### WHAT THE EXERCISE ASKS
Copy out the article on Singapore and U.S. cybersecurity cooperation word for word, in full.

··· PAGE EXTRACT

Singapore, U.S. expand cybersecurity cooperation

Singapore, U.S. expand cybersecurity cooperation

Tom Abke

With reported cyberattacks in Singapore at their highest levels, the island nation is stepping up cooperation with the United States in cybersecurity. The two governments signed a trio of memoranda of understanding (MOU) in August 2021 to enhance collaboration between their financial authorities, cybersecurity agencies and militaries.

The Cyber Security Agency of Singapore (CSA) reported in July 2021 that 9,080 cyberattack cases were handled by the Singapore Computer Emergency Response Team in 2020, the highest annual total on record. The 154% year-on-year increase in ransomware attacks is particularly concerning, according to the agency, since these deal a serious blow to commerce, mostly affecting small- and medium-size enterprises in industries such as manufacturing, retail and health care.

The U.S. is ranked fourth among Singapore’s trading partners by the World Bank, with nearly U.S. $34.5 billion in annual trade between the countries at pre-pandemic levels.

“Given the growing complexity of cyberattacks and how interconnected the global financial system is, close cooperation is essential to ensure the cyber resilience of our financial systems,” Ravi Menon, managing director of the Monetary Authority of Singapore (MAS), said in announcing the MOU between his agency and the U.S. Treasury Department in late August.

······
··· ENTRIES PROVIDED

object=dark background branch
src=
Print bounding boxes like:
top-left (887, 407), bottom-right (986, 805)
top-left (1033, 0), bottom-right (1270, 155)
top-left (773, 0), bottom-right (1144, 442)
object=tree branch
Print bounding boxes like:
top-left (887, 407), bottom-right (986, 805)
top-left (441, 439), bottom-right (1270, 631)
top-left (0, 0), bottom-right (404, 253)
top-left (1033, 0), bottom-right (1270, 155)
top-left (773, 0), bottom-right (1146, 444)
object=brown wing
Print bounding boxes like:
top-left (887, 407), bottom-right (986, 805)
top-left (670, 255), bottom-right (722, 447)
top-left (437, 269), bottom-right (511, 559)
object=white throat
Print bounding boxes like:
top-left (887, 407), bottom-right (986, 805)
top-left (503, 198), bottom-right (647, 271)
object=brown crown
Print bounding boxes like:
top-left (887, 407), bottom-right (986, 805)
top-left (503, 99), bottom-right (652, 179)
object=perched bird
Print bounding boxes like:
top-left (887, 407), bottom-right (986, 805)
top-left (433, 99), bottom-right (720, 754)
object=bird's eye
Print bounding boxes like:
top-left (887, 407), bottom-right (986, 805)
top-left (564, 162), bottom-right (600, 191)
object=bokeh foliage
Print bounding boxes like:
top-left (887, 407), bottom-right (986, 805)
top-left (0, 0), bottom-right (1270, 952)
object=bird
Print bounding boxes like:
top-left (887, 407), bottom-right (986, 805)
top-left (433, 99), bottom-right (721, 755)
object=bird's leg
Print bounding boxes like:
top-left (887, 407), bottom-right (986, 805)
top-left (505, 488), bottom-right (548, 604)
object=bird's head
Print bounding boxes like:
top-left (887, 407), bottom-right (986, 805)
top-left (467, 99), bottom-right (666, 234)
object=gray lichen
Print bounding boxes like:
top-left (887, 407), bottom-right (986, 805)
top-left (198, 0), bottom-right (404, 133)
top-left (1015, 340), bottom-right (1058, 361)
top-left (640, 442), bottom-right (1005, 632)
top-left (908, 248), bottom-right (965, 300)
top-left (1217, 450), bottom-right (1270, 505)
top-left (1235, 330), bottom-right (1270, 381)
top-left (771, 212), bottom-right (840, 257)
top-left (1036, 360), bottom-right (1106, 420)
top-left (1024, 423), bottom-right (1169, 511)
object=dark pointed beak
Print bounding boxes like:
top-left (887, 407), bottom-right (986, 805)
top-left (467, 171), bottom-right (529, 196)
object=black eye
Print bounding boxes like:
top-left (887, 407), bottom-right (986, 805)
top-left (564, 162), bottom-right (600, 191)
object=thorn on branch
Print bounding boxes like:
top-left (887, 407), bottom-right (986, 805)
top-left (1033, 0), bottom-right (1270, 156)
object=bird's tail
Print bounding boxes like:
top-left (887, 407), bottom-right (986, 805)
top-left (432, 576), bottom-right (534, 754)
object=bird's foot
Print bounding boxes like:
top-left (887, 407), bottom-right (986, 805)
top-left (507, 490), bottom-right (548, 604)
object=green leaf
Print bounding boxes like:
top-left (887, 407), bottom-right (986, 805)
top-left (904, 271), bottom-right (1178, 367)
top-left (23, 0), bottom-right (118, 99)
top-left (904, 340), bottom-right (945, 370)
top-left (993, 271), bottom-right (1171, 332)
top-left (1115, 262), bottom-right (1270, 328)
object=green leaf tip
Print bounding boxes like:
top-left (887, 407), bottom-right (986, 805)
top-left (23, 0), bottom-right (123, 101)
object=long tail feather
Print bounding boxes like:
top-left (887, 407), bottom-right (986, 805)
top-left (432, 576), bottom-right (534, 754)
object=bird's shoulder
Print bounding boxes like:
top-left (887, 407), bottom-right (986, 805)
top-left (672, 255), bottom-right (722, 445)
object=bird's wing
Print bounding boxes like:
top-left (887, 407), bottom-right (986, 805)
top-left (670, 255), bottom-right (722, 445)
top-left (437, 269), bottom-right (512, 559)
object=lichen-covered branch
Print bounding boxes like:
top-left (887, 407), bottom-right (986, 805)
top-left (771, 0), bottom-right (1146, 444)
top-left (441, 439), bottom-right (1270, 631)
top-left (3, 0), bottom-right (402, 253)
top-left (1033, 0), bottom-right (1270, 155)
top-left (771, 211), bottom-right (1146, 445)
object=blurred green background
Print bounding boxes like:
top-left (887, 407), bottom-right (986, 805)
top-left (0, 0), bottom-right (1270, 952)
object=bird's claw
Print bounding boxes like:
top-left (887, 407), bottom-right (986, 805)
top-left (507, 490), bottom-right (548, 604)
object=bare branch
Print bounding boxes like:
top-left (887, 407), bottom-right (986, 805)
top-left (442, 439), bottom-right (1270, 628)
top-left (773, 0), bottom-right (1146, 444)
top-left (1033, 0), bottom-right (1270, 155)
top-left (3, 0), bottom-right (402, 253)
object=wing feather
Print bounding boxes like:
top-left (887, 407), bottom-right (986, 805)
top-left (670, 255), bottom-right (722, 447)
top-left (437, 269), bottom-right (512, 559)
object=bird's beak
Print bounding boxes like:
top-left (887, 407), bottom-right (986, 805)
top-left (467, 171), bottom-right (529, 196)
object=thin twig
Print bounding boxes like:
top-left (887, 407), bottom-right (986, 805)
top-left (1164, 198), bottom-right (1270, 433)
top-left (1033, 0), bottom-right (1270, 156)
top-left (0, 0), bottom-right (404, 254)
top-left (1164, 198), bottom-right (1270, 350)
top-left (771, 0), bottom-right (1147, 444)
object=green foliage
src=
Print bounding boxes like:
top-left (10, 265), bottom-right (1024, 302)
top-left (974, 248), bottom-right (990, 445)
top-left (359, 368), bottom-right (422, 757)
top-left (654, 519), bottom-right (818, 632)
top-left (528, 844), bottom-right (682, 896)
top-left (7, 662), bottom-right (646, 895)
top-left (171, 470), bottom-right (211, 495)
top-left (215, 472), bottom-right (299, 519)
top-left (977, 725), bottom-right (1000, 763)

······

### RESPONSE AREA
Singapore, U.S. expand cybersecurity cooperation

Singapore, U.S. expand cybersecurity cooperation

Tom Abke

With reported cyberattacks in Singapore at their highest levels, the island nation is stepping up cooperation with the United States in cybersecurity. The two governments signed a trio of memoranda of understanding (MOU) in August 2021 to enhance collaboration between their financial authorities, cybersecurity agencies and militaries.

The Cyber Security Agency of Singapore (CSA) reported in July 2021 that 9,080 cyberattack cases were handled by the Singapore Computer Emergency Response Team in 2020, the highest annual total on record. The 154% year-on-year increase in ransomware attacks is particularly concerning, according to the agency, since these deal a serious blow to commerce, mostly affecting small- and medium-size enterprises in industries such as manufacturing, retail and health care.

The U.S. is ranked fourth among Singapore’s trading partners by the World Bank, with nearly U.S. $34.5 billion in annual trade between the countries at pre-pandemic levels.

“Given the growing complexity of cyberattacks and how interconnected the global financial system is, close cooperation is essential to ensure the cyber resilience of our financial systems,” Ravi Menon, managing director of the Monetary Authority of Singapore (MAS), said in announcing the MOU between his agency and the U.S. Treasury Department in late August.